TEXT TO READ:
##############################

Richard Wright’s ‘Native Son’ becomes more powerful with each passing year
From left, Ellis Greer, Noel Arthur, Jon Chaffin and Matthew Grondin / Geoffrey Wade

GLENDALE, Calif.—The Antaeus Theatre Company’s Southern California premiere production of Nambi E. Kelley’s theatrical adaptation of Richard Wright’s 1940 novel Native Son (seen opening night, April 19) reveals how this work becomes more powerful, more relevant and more disturbing with each passing year.

Two previous theatrical adaptations, as well as two films (one of them with the novelist himself playing the lead role of Bigger Thomas), have been made from this iconic work. Kelley’s 90-minute whirlwind premiered in 2014 in Chicago, the setting of Wright’s novel. It is a stupendous coup de théâtre.

##############################

RECORD EXCERPTS:
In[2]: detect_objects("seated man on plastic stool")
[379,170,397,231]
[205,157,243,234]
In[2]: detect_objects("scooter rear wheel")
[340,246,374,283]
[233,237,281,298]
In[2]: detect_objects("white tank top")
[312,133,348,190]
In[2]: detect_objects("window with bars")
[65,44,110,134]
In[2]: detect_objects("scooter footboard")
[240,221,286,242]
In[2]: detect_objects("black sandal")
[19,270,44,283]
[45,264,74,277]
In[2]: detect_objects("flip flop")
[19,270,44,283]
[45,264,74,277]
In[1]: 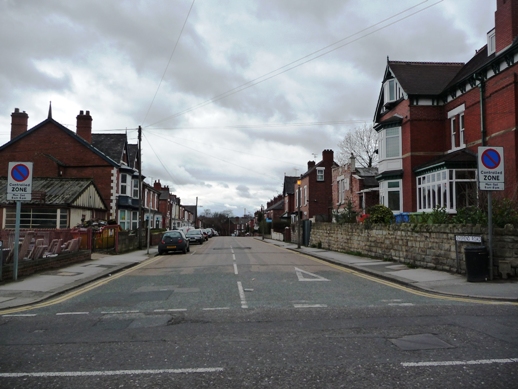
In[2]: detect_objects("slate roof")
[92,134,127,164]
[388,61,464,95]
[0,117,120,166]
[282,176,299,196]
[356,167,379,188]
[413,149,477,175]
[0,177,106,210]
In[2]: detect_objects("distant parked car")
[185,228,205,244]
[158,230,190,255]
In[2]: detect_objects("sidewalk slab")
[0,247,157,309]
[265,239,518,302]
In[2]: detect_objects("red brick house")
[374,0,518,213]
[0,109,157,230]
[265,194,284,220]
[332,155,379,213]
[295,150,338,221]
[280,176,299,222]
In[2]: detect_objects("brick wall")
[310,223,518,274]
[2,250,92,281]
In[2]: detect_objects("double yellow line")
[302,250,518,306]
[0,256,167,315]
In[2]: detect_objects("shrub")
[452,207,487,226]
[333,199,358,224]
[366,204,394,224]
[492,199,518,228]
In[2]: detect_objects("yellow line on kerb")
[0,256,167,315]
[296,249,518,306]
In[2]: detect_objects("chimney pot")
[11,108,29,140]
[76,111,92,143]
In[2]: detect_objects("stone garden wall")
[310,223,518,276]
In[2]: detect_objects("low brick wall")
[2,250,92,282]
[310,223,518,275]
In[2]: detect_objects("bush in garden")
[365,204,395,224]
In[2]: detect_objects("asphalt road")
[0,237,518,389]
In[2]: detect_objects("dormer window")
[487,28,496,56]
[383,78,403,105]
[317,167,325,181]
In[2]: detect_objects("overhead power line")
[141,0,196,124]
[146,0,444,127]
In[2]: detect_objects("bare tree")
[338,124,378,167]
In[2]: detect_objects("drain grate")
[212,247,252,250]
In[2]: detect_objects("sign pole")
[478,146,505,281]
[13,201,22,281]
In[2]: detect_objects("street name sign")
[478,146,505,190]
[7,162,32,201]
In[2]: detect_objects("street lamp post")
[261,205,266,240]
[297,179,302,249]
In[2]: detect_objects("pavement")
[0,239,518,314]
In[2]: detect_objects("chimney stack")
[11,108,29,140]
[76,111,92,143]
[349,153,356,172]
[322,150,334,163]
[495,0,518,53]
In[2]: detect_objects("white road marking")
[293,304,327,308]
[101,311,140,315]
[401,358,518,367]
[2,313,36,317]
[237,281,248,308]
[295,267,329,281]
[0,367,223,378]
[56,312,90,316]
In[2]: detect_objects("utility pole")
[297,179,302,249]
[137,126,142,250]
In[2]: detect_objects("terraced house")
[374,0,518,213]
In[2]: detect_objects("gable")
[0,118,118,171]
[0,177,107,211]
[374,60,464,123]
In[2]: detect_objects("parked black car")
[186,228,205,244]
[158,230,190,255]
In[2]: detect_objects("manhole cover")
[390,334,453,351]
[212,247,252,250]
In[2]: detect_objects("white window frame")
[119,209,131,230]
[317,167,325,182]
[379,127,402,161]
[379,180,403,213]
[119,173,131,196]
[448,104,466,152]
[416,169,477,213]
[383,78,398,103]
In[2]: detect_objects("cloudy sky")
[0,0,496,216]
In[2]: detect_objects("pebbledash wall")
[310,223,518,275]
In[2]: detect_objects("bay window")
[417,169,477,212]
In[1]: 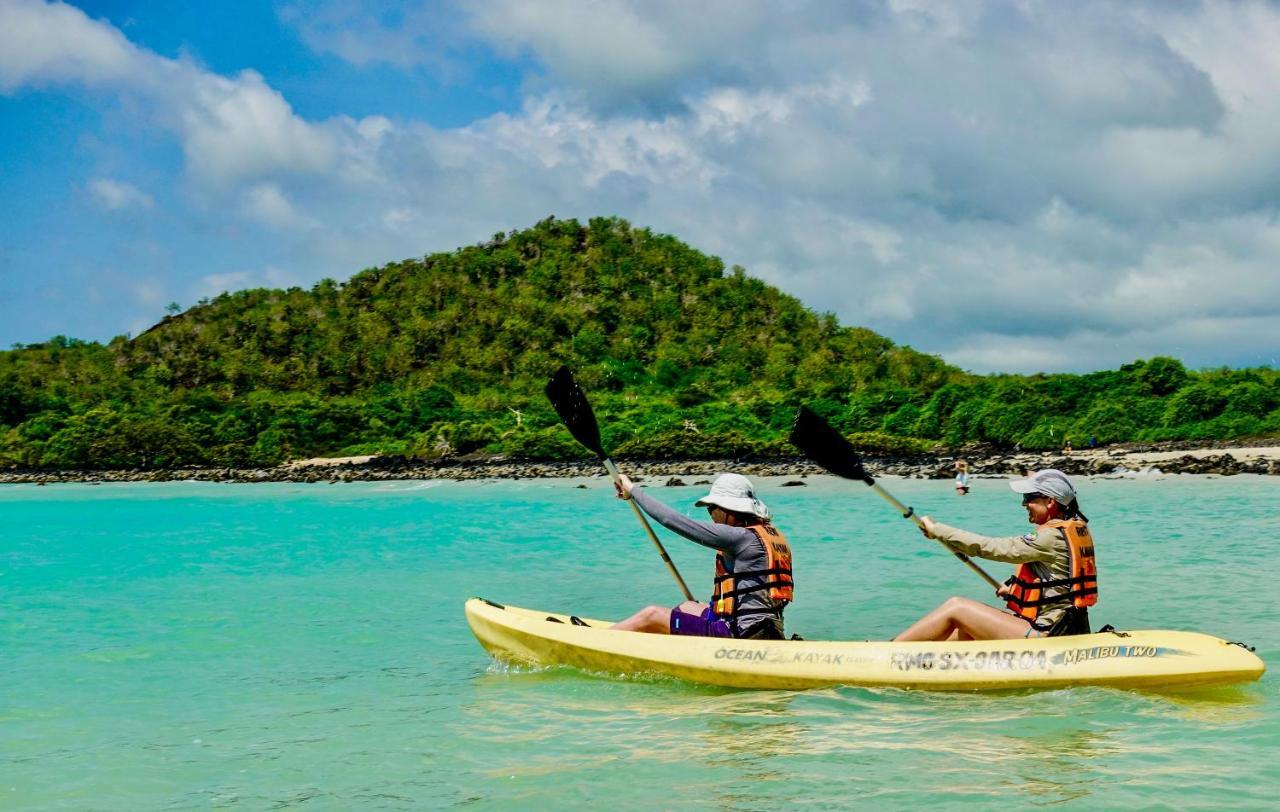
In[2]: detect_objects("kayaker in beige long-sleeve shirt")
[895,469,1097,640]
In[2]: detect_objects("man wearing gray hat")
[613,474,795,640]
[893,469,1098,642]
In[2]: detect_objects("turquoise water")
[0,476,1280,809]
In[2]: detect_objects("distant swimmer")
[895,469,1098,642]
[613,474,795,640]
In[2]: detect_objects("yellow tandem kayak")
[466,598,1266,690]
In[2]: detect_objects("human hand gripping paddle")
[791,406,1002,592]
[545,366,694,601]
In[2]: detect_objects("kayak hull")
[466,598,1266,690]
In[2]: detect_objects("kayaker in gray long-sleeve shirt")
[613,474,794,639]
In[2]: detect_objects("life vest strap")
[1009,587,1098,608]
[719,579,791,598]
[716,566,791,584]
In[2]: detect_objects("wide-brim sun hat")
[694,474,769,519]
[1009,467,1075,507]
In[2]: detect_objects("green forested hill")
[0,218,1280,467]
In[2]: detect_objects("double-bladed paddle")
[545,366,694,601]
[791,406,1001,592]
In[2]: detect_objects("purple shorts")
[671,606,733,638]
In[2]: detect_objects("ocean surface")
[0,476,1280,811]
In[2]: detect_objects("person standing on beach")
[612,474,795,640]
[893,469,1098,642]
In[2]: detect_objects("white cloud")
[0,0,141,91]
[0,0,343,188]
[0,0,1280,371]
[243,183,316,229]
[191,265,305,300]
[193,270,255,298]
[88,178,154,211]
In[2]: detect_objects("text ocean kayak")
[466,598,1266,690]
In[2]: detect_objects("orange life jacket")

##############################

WHAT THE TASK ASKS: Reproduce the review of the Antaeus Theatre Company's "Native Son" verbatim, from start to finish.

SOLUTION:
Richard Wright’s ‘Native Son’ becomes more powerful with each passing year
From left, Ellis Greer, Noel Arthur, Jon Chaffin and Matthew Grondin / Geoffrey Wade

GLENDALE, Calif.—The Antaeus Theatre Company’s Southern California premiere production of Nambi E. Kelley’s theatrical adaptation of Richard Wright’s 1940 novel Native Son (seen opening night, April 19) reveals how this work becomes more powerful, more relevant and more disturbing with each passing year.

Two previous theatrical adaptations, as well as two films (one of them with the novelist himself playing the lead role of Bigger Thomas), have been made from this iconic work. Kelley’s 90-minute whirlwind premiered in 2014 in Chicago, the setting of Wright’s novel. It is a stupendous coup de théâtre.